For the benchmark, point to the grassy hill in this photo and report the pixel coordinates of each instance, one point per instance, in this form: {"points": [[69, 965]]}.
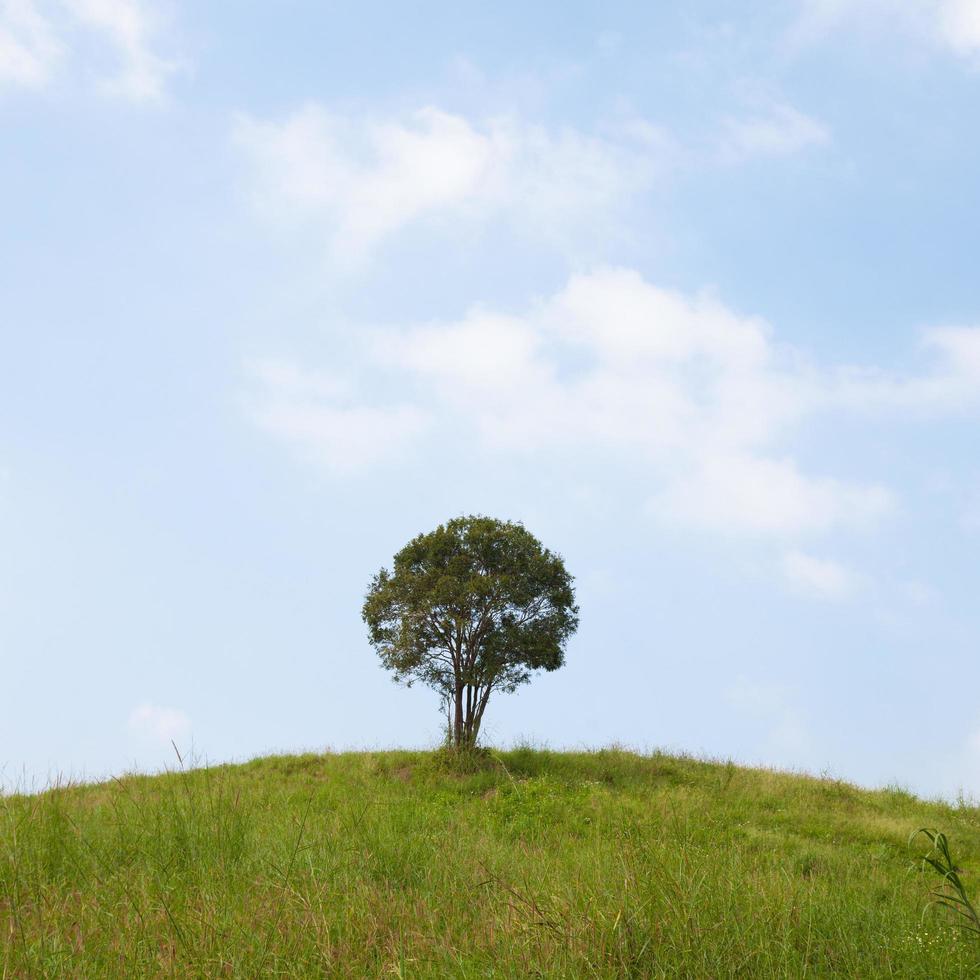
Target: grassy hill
{"points": [[602, 864]]}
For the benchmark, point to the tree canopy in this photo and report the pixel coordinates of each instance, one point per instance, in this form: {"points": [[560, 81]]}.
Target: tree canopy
{"points": [[473, 607]]}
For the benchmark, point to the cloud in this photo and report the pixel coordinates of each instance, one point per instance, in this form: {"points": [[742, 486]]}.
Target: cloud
{"points": [[777, 130], [787, 733], [29, 48], [820, 578], [952, 24], [161, 724], [699, 402], [359, 180], [696, 395], [34, 45], [959, 25], [130, 27], [318, 416]]}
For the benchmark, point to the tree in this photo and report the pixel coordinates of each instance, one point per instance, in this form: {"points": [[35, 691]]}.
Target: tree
{"points": [[473, 607]]}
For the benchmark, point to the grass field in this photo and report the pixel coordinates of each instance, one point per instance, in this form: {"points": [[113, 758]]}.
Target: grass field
{"points": [[601, 864]]}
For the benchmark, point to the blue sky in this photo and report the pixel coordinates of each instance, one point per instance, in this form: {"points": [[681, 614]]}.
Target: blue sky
{"points": [[690, 291]]}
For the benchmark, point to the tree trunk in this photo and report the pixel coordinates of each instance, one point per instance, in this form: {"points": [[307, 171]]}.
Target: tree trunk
{"points": [[458, 717]]}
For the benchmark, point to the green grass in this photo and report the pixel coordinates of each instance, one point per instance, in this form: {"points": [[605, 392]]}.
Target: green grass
{"points": [[600, 864]]}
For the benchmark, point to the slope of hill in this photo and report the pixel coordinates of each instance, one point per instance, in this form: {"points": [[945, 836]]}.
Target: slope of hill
{"points": [[600, 864]]}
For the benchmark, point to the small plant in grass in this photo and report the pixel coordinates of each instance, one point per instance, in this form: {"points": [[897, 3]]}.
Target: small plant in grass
{"points": [[951, 894]]}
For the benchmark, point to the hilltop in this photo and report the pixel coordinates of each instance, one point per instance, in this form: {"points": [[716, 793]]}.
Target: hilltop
{"points": [[534, 863]]}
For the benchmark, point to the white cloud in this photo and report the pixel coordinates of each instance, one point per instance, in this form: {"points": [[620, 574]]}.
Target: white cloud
{"points": [[161, 724], [318, 416], [36, 40], [953, 24], [362, 179], [959, 25], [700, 400], [787, 733], [820, 578], [130, 26], [29, 49], [695, 394], [765, 495], [777, 130]]}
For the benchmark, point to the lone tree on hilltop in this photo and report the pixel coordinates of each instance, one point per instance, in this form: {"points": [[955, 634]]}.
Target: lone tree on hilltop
{"points": [[473, 607]]}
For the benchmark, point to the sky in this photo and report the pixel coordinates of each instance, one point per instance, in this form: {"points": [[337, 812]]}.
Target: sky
{"points": [[690, 290]]}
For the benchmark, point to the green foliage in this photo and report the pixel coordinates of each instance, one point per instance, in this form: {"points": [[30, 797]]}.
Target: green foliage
{"points": [[511, 864], [951, 895], [475, 606]]}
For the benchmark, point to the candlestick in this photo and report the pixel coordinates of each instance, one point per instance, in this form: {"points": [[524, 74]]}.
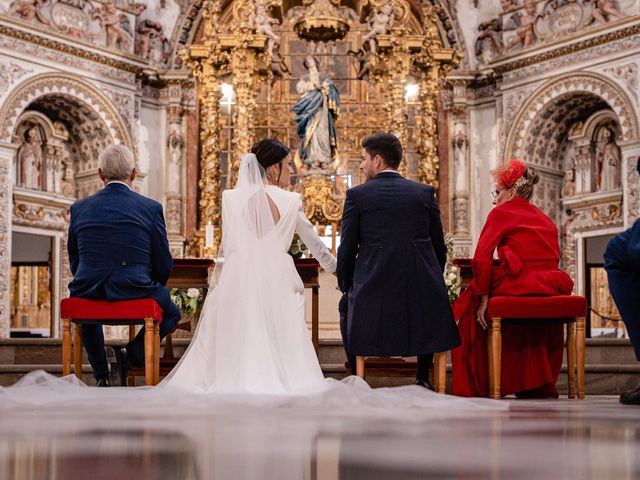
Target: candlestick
{"points": [[208, 235]]}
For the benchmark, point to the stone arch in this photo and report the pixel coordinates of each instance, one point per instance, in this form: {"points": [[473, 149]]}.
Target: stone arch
{"points": [[568, 96], [57, 84]]}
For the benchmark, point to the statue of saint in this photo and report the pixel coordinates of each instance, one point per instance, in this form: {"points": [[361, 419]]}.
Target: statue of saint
{"points": [[316, 112], [608, 157], [30, 160]]}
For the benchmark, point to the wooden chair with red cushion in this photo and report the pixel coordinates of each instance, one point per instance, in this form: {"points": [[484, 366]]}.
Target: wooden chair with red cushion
{"points": [[130, 312], [569, 309]]}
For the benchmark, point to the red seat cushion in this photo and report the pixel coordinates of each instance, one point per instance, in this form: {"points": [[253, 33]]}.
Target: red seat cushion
{"points": [[81, 308], [560, 306]]}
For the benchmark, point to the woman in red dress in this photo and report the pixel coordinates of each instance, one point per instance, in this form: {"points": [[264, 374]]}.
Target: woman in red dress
{"points": [[528, 257]]}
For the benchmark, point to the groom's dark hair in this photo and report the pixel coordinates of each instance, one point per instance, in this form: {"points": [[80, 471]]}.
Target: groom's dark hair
{"points": [[387, 145], [269, 152]]}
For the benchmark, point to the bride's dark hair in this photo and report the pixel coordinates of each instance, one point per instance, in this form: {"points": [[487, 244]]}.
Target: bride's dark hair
{"points": [[269, 152]]}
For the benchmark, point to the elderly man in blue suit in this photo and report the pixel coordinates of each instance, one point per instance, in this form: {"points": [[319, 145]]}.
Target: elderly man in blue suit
{"points": [[622, 263], [390, 263], [118, 250]]}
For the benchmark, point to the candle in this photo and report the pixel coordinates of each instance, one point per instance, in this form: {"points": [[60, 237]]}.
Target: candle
{"points": [[208, 235]]}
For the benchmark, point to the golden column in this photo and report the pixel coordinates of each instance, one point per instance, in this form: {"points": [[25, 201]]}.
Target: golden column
{"points": [[400, 56], [225, 50]]}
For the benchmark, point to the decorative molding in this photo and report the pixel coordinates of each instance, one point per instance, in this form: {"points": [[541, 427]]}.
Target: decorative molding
{"points": [[28, 34], [64, 85], [527, 58]]}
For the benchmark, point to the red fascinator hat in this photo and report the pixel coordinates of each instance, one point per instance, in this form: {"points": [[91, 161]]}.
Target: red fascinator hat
{"points": [[507, 175]]}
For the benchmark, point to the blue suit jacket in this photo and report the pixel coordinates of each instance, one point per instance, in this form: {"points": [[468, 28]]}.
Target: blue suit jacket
{"points": [[390, 261], [118, 248]]}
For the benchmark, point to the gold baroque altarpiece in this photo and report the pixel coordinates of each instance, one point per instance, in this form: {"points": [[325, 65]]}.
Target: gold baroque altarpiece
{"points": [[371, 65]]}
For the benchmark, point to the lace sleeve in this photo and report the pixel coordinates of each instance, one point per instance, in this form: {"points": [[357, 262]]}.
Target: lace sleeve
{"points": [[313, 242]]}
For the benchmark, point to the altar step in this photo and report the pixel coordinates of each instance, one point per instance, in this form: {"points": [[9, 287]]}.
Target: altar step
{"points": [[611, 364]]}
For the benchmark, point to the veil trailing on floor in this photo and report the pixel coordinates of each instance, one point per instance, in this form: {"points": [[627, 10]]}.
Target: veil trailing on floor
{"points": [[246, 336]]}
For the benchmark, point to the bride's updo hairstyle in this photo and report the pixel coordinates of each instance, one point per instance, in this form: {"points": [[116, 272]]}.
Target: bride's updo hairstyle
{"points": [[269, 152], [518, 176]]}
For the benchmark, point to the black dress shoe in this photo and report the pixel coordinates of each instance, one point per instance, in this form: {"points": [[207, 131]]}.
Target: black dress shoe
{"points": [[631, 398], [426, 384], [102, 382], [122, 364]]}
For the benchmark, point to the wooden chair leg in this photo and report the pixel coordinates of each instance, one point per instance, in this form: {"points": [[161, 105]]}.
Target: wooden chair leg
{"points": [[440, 371], [360, 366], [495, 357], [66, 346], [571, 358], [132, 332], [156, 353], [77, 349], [580, 354], [149, 344]]}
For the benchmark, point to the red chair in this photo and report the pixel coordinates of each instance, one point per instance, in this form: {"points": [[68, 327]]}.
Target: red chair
{"points": [[568, 309], [130, 312]]}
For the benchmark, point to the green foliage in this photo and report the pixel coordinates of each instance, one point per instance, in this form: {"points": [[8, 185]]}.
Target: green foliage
{"points": [[188, 300]]}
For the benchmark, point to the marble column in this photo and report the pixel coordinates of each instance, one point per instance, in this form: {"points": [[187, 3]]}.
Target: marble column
{"points": [[460, 168], [7, 155], [630, 182], [175, 153]]}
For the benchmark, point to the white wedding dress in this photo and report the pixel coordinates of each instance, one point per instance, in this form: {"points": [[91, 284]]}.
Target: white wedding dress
{"points": [[252, 335], [251, 347]]}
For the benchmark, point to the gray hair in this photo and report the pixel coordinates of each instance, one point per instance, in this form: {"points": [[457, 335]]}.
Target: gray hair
{"points": [[116, 162]]}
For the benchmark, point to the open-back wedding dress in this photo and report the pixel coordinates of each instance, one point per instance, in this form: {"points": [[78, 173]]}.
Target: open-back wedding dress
{"points": [[251, 345]]}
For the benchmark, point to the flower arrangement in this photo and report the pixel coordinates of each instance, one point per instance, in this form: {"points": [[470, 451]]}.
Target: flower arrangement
{"points": [[188, 300], [297, 248], [451, 279]]}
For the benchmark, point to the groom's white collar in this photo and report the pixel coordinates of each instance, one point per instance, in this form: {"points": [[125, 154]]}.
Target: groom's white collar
{"points": [[118, 181]]}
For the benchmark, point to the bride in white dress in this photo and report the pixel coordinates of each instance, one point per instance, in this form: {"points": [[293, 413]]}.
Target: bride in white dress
{"points": [[252, 334]]}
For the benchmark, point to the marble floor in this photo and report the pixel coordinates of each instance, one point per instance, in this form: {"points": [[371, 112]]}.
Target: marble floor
{"points": [[593, 439]]}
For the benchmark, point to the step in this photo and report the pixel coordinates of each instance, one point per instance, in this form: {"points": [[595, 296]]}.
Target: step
{"points": [[49, 351], [599, 379]]}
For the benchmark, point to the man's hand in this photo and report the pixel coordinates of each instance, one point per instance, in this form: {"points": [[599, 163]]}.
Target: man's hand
{"points": [[482, 309]]}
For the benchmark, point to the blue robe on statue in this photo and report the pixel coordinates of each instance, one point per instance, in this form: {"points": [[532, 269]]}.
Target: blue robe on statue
{"points": [[306, 110], [622, 263]]}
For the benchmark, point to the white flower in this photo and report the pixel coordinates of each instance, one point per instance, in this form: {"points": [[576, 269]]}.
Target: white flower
{"points": [[193, 293]]}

-*-*-

### [PROBLEM]
Please give the lines as a JSON list of strings, one string per line with blank lines left out, starting with the line that contains "For the benchmark, point to the cloud" and going on through the line that contains "Target: cloud".

### [EXERCISE OUTPUT]
[
  "For the benchmark, point to the cloud in this photo and report the pixel coordinates of each instance, one point per instance, in this form: {\"points\": [[742, 486]]}.",
  "Target: cloud"
]